### TEXT SHOWN
=== Section Start ===

Princess Pointful 09.02.08 at 5:30 pm

Feeling so much, even if it takes a bit to adjust to, isn’t always a bad thing. I sometimes think it is of vital importance to cry over what matters.

Lauren 09.02.08 at 8:20 pm

I love that American Beauty quote.

Lyla 09.03.08 at 5:54 am

Weddings always stir up all sorts of crazy emotions for me, It’s nice to hear they do the same for someone else.

S 09.03.08 at 8:25 am

“I came,” she said, “hoping you could talk me out of a fantasy.”
“Cherish it!” cried Hilarious fiercely. “What else do any of you have? Hold it by it’s little tentacle, don’t let the Freudians coax it away or the pharmacists poison it out of you. Whatever it is, hold it dear, for when you lose it you go over by that much to the others. You begin to cease to be.” ‘

From the Crying of Lot 49, Thomas Pynchon

I had the same thing when I went on, off, and back on anti-depressants. It’s a strange, wonderful feeling. Sometimes I can’t pull myself out of it. And sometimes, I don’t want to.

Thinking of you today.

=== Section End ===

### DATASET EXTRACT
=== Section Start ===

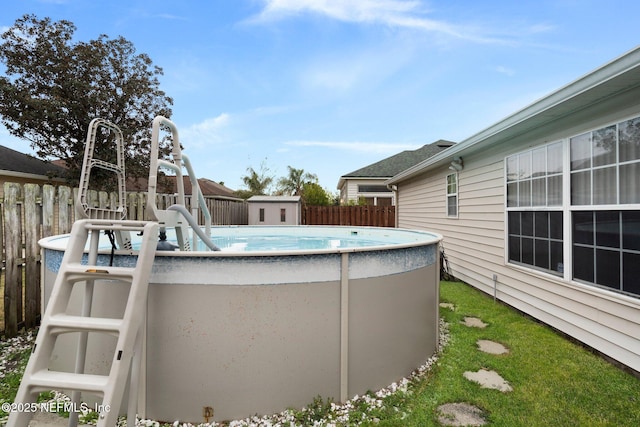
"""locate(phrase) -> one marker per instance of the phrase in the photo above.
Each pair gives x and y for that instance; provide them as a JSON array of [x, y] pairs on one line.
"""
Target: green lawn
[[556, 382]]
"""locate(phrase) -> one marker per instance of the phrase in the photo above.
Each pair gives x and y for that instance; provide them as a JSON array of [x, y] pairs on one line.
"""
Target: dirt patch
[[460, 414]]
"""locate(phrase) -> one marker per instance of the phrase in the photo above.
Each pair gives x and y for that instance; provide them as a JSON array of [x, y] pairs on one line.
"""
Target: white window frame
[[452, 195], [568, 209]]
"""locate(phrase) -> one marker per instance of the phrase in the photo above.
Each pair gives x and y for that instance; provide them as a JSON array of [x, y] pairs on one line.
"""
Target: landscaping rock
[[489, 379], [48, 419], [460, 414], [491, 347], [474, 322]]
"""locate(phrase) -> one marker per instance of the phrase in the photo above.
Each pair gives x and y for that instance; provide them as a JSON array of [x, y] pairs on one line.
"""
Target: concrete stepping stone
[[489, 379], [474, 322], [460, 414], [491, 347]]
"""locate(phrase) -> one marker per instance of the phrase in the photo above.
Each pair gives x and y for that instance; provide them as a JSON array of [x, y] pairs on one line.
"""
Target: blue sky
[[331, 86]]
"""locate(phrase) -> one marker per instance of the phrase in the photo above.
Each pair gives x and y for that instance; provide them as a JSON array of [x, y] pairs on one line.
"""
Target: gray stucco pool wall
[[256, 334]]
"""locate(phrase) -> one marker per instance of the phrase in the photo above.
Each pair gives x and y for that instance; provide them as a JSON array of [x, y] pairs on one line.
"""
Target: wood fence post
[[13, 246]]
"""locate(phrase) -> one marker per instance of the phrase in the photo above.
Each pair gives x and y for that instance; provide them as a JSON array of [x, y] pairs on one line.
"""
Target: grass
[[555, 381]]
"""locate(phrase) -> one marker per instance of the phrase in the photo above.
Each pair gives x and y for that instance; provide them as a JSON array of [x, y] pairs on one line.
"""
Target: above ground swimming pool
[[279, 316]]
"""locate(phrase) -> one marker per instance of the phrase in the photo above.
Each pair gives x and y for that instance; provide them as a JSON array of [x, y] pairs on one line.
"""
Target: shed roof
[[274, 199], [560, 108]]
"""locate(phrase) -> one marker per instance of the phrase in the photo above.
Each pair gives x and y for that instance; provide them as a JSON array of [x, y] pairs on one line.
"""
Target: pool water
[[286, 243]]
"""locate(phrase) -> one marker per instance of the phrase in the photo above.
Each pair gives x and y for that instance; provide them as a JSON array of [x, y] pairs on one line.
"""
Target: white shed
[[274, 210]]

=== Section End ===

### TASK 1
In the comment thread, which book is the Thomas Pynchon quotation taken from?
### TASK 2
Can you reproduce the comment thread word for word, between "Princess Pointful 09.02.08" and "American Beauty quote.", inclusive?
### TASK 3
Could you take the comment thread further, picking up after its last line?
The data after the comment thread is separate material and has no connection to it.

### EXERCISE RESPONSE 1
The Crying of Lot 49.

### EXERCISE RESPONSE 2
Princess Pointful 09.02.08 at 5:30 pm

Feeling so much, even if it takes a bit to adjust to, isn’t always a bad thing. I sometimes think it is of vital importance to cry over what matters.

Lauren 09.02.08 at 8:20 pm

I love that American Beauty quote.

### EXERCISE RESPONSE 3
Nilsa 09.03.08 at 8:53 am

This is an incredibly moving post. I’ve gotta tell ya, I was never one to get weepy at weddings. I was always brimming with happiness for the couple. And was usually able to quickly quell any feelings of “why not me?!” But, now? Now that my own wedding is 6 weeks away? I cry at anything and everything wedding. In summary, you brought tears to my eyes. I hope you can work through these feelings you’re having.

nicoleantoinette 09.03.08 at 5:45 pm

I haven’t been to a wedding in years but am convinced I would be just as emotional.

cooper 09.03.08 at 6:48 pm

Emotion is a catharsis of sorts, no matter what kind. It’s best though if it’s positive emotion. Whatever it is that lets you know you’re living, not just existing, is a good thing.

It like squeezing out a wet rag, sometimes it just get so soaked it has to be done.

…coopers latest post…Tote My Notes

kja 09.04.08 at 1:05 am

who got married? all the weddings i went to this summer were kind of bland. even the lesbian one that i was so excited to attend, they managed to only serve hors d’oeuvres and had no dancing :(
might i add, it’s such a relief to read something apolitical. though my fanaticism is self-imposed, it’s quite refreshing.

the almost right word 09.04.08 at 9:38 am

S - I keep wondering if it has anything to do with the anti-depressants at all. Perhaps it does. In fact, it probably does. I just don’t remember experiencing anything like this the last time I went off them!

Nilsa - I’m not one to cry at weddings either. Somehow, this one *got* me. Thank you for your compliments. You make me want to cry all over again. ;)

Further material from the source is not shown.